The play is good too. The play focused more on the financial hardships of Mozart, like a Dickens work. 
Paul Scofield, he of "A Man For All Seasons" played Salieri in London. Ian McKellen(Gandolf of Lord Of The Rings) played the same on Broadway.

I saw a local production with actors that I forget the names of.


----------



## science (Oct 14, 2010)

Just a general note, these days when I have a question like this, my first resource is the classical music project on this site. Of course, like anything else, it's got its limitations and idiosyncrasies. But it's not bad.

My second resource is Dubal's _The Essential Canon of Classical Music_. Ditto on the limitations, but it is not very idiosyncratic.

Finally, a thing that is interesting is arkivmusic's search engine, which lets you see their records of how many times various works have been released. For example, here is Mozart's "soloist and orchestra" list: http://www.arkivmusic.com/classical/Drilldown?name_id1=8429&name_role1=1&bcorder=1&genre=154

At the top you see the Adagio in E, K 261, recordings of which have been released 84 times according to Arkiv's records (as of this post). Recordings of the 20th piano concerto have been released 206 times. That tells me something....
________________
◆ GIVEN REQUEST 1 ◆
Quote the records from their first line through the line containing "156), (26, 163)]", inclusive, omitting any pictures.
________________
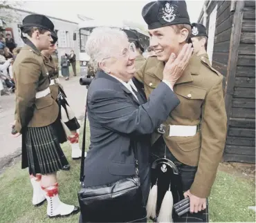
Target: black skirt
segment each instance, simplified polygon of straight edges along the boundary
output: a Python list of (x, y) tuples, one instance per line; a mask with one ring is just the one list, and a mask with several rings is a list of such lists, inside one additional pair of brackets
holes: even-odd
[(23, 159), (22, 168), (28, 167), (30, 174), (54, 173), (68, 164), (60, 145), (66, 141), (60, 119), (47, 126), (28, 127), (22, 136), (22, 156), (24, 152), (27, 156), (26, 163)]

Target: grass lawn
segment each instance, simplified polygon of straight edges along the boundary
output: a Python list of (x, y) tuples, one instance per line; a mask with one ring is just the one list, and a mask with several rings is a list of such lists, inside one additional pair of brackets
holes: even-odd
[[(88, 126), (89, 125), (87, 125)], [(89, 142), (89, 128), (86, 139)], [(80, 144), (82, 137), (80, 137)], [(87, 144), (88, 147), (88, 144)], [(71, 150), (67, 143), (63, 150), (71, 168), (58, 173), (60, 197), (70, 204), (78, 204), (77, 192), (80, 188), (80, 161), (71, 159)], [(32, 186), (28, 171), (21, 169), (21, 163), (6, 169), (0, 175), (1, 223), (71, 223), (77, 222), (79, 214), (71, 217), (49, 219), (46, 202), (40, 207), (32, 205)], [(248, 209), (255, 206), (255, 184), (222, 171), (219, 171), (209, 198), (211, 222), (255, 222), (255, 213)]]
________________
◆ GIVEN REQUEST 2 ◆
Print the portion of the Mozart discussion between "Finally, a thing" and "tells me something....", inclusive, word for word.

◆ EXPECTED OUTPUT 1 ◆
Target: black skirt
segment each instance, simplified polygon of straight edges along the boundary
output: a Python list of (x, y) tuples, one instance per line; a mask with one ring is just the one list, and a mask with several rings is a list of such lists, inside one additional pair of brackets
holes: even-odd
[(23, 159), (22, 168), (28, 167), (30, 174), (54, 173), (68, 164), (60, 145), (66, 141), (60, 119), (47, 126), (28, 127), (22, 136), (22, 156), (24, 152), (27, 156), (26, 163)]

◆ EXPECTED OUTPUT 2 ◆
Finally, a thing that is interesting is arkivmusic's search engine, which lets you see their records of how many times various works have been released. For example, here is Mozart's "soloist and orchestra" list: http://www.arkivmusic.com/classical/Drilldown?name_id1=8429&name_role1=1&bcorder=1&genre=154

At the top you see the Adagio in E, K 261, recordings of which have been released 84 times according to Arkiv's records (as of this post). Recordings of the 20th piano concerto have been released 206 times. That tells me something....